## SELECTED EXTRACT

►

# How would you describe operatic singing



## Captainnumber36 (Jan 19, 2017)

It certainly depends on the song being sung, but I would call it dramatic. I rarely want to use the word beautiful to describe it, it doesn't feel appropriate to me. It feels like something different than singing to me, more expressive and like an instrument than "singing".

Perhaps this is because I'm still rather new to Opera, but this is my first impressions.


:tiphat:


----------



## Woodduck (Mar 17, 2014)

In short, I wouldn't. Singing in opera is extremely diverse among different styles of opera and among individual singers. Listen to as many singers as you can and you will be astonished at the capablities of the human voice.


----------



## Captainnumber36 (Jan 19, 2017)

Woodduck said:


> In short, I wouldn't. Singing in opera is extremely diverse among different styles of opera and among individual singers. Listen to as many singers as you can and you will be astonished at the capablities of the human voice.


I am starting to hear difference in richness of execution amongst varying singers of Opera.


----------



## topo morto (Apr 9, 2017)

On average, I would describe operatic singing as sounding 'loud' - and, in direct proportion to the degree of over-use of vibrato, 'silly' and 'out-of-tune'.

(...or 'dramatic' if i _really _like the music...)


----------



## Captainnumber36 (Jan 19, 2017)

topo morto said:


> On average, I would describe operatic singing as sounding 'loud' - and, in direct proportion to the degree of over-use of vibrato, 'silly' and 'out-of-tune'.
> 
> (...or 'dramatic' if i _really _like the music...)


Are you saying you don't really enjoy Opera?


----------



## topo morto (Apr 9, 2017)

Captainnumber36 said:


> Are you saying you don't really enjoy Opera?


The nature of the vocals polarises my reaction a bit. If I like an operatic piece, I'll often find it quite involving, and if I don't, I tend to actively dislike it more than I would most music. You wouldn't often find me listening to opera as a background.

Over-wrought vibrato on sustained sounds irritates me a bit in general. I veer away from it on solo violin too.


----------



## Pugg (Aug 8, 2014)

> How would you describe operatic singing


As one of the highest forms of art, what people be able to do with their voice always make me feel very humble and wish I could do half as good as they do.


----------



## Daniel Atkinson (Dec 31, 2016)

Operatic singing brings this to mind:






Daniel


----------



## EddieRUKiddingVarese (Jan 8, 2013)

Painful.......................


----------



## Captainnumber36 (Jan 19, 2017)

Daniel Atkinson said:


> Operatic singing brings this to mind:
> 
> 
> 
> ...


I was enjoying that until the goat.


----------



## Mandryka (Feb 22, 2013)

Dramatic is only one side of it. For example, in Don Giovanni there's a trio at the end of Act 1 with Anna, Elvira and Ottavio. I'm not sure that "dramatic" does it justice, it certainly is very different from (eg) The Champagne Aria.


----------



## David OByrne (Dec 1, 2016)

Captainnumber36 said:


> I was enjoying that until the goat.

◄

## GIVEN DATA
►

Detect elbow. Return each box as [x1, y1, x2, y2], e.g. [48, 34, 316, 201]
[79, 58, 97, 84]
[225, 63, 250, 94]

◄

## AIM OF THE EXERCISE
Rewrite the operatic singing thread, everything from "## Mandryka (Feb" down to "The Champagne Aria.", putting "ensemble" in place of "trio". The listing has no role here.

## COMPLETE ANSWER
## Mandryka (Feb 22, 2013)

Dramatic is only one side of it. For example, in Don Giovanni there's a ensemble at the end of Act 1 with Anna, Elvira and Ottavio. I'm not sure that "dramatic" does it justice, it certainly is very different from (eg) The Champagne Aria.